Extract to read:
____
Most people understand that plants, being the wondrous organisms that they are, make sucrose from water and carbon dioxide through photosynthesis and that oxygen is released as a bi-product.
Yet, for many functions at different stages in the life cycle of a plant, other nutrients are needed to make organic compounds of proteins, lipids, enzymes and anynumber of other chemicals involved in the life processes of the plant. Glucose created by photosynthesis is the building block upon which the creation of other compounds is based by splitting the molecule, recombining ions, adding other ions onto the resulting compounds and so on in the metabolism processes of the plant. At different stages of its life cycle such as fruit production, flower production and rapid growth (such as directly after germination), plants need more of some nutrients to produce those products specifically involved in this process. So, how do they absorb these nutrients?
It is all due to soil moisture and the soil itself. Plants can only absorb nutrients which are dissolved and they take them in by a special diffusion processes called osmosis, whereby water and dissolved nutrients pass through a membrane, which is selective rather than allowing anything in until equilibrium is reached either side as in straight forward diffusion.
What is more, because plants may need more of one nutrient than another due to different stages of the life cycle, the membrane alters to select for different ions which it allows in greater quantities during certain processes and not in others. This is fascinating and creates a whole area of study for botanists.
Plant nutrients are classified into macro and micro nutrients. The distinction is not because some are more vital than others but because the plants needs more of the macro nutrients than the micro nutrients.
Macro nutrients include Nitrogen, Phossphorous and Potassium. Plants obtain nitrogen from the air and organic compounds. Nitrogen fixing bacteria in the soil ‘fix’ nitrogen from the air. The nitrogen is incorporated into ammonia and this is also suplied by the breakdown of organic material. Another set of bacteria – the deintrifying ones- break down the ammonia into soluble compounds (nitrates) which the plant absorbs and so obtains the nitrogen it needs for green growth.
Phosphorous is in the soil solution and results from the breakdown of organic matter and weatherin gof the parent rock material as well as added manures and compounds. Potassium is obtained from ash produced by buring and is freely available in soil water.
Micro nutrients include boron,barium, calcium, sodium, chlorine, iron and zinc and these too are released into soil solution by weathering of mineral rocks or from decay.
____
Activities:
1. Translate this sentence from the text on plant nutrients into Spanish: "Plant nutrients are classified into macro and micro nutrients."
2. Carry on the text on plant nutrients from its last sentence, about micro nutrients.

Data supplied:
____
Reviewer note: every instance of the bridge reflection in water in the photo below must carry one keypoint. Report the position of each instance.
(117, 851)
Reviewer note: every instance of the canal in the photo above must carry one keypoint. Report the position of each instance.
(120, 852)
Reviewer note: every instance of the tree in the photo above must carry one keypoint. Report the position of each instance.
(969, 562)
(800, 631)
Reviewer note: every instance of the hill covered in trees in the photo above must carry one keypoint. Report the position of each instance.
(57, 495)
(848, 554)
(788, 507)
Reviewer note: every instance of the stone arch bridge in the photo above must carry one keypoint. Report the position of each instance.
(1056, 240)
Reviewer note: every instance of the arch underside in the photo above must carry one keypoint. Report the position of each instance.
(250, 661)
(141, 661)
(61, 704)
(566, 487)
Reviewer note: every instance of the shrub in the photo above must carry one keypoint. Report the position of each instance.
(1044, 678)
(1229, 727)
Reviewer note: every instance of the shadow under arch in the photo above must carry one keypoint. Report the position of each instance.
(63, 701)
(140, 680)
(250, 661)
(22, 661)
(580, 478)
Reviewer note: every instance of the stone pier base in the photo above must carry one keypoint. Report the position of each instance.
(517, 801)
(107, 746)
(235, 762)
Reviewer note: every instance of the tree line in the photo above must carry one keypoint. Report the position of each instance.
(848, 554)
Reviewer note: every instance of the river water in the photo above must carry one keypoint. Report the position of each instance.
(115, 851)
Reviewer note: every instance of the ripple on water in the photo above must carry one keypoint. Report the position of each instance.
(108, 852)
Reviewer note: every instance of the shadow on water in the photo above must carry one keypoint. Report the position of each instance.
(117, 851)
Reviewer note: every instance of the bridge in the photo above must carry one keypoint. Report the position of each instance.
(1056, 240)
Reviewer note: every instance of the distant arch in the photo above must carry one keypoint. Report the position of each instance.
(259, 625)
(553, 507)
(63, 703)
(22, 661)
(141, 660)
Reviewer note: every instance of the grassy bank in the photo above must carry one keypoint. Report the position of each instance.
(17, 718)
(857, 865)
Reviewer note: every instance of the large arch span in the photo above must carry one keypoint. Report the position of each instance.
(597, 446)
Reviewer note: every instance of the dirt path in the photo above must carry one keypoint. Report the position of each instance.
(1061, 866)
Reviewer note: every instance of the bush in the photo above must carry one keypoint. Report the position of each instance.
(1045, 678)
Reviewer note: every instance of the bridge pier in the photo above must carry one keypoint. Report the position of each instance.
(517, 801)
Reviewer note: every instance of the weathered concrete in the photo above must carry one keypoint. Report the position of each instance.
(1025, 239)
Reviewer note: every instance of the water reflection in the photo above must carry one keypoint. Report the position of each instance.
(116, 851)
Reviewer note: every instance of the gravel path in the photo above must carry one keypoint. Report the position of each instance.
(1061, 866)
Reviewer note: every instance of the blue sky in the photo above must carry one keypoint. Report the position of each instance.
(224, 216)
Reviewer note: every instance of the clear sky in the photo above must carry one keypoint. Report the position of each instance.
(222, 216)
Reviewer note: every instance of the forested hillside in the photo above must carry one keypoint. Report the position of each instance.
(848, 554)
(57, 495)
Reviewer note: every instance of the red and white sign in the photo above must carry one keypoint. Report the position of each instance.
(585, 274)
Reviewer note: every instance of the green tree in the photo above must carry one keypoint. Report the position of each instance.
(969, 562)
____
Task answers:
1. Los nutrientes de las plantas se clasifican en macronutrientes y micronutrientes.

2.
Nutrients are taken into plants with water in solution and first enter through the root hairs. By osmosis they then travel in the water, across the cortex until they reach a special ring of material called the Caspian strip. Water can go both ways until this point but tends to go across the cortex because as each cell loses water, a defecit is created in that cell and water is pulled from the adjacent cell. When it crosses the Caspian strip, the water and dissolved nutrients cannot go back and instead travels across tissue until it reaches the xylem vessels.
Now it travels up the xylem vessel , which is part of the vascular tissue of the plant. It travels up because, while root pressure pushes water and dissolved nutrients upwards, at the same time,water is being lost by transpiration at the top of the plant via stomata on the leaves. This creates a defecit and water is pulled up. This is leaf suction. The dissolved nutrients are therefore pulled up in the water stream and, when a tissue needs them, they diffuse into the cells of that tissue. Different cells in the plant are selective for different molecules according to their selective membrane so some ions of sodium perhaps are absorbed by one tissue but not by another. This means, each tissue gets what it needs (for example, stamens need boron to create pollen but a stem would not so cells in the stamens select for boron as a nutrient but those in the stem do not).
Nutrition in plants is usually from natural sources but we can obviously supplement the nutrients by testing the soil and seeing if there is a lack, checking the plants to see if they show signs of nutrient deficiency and giving them fertilisers as a base or top dressing.
Nutrients are absorbed by plants in complex ways and plants are amazing how they use limited resources efficiently and get everything they need. Amazing!